*** Opening of Given data ***
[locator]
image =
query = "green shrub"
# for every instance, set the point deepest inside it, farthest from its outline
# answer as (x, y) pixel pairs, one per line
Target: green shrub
*** Close of Given data ***
Description of the task:
Your response should contain each line of the entries above that holds the string "green".

Reply to the exercise:
query = "green shrub"
Target: green shrub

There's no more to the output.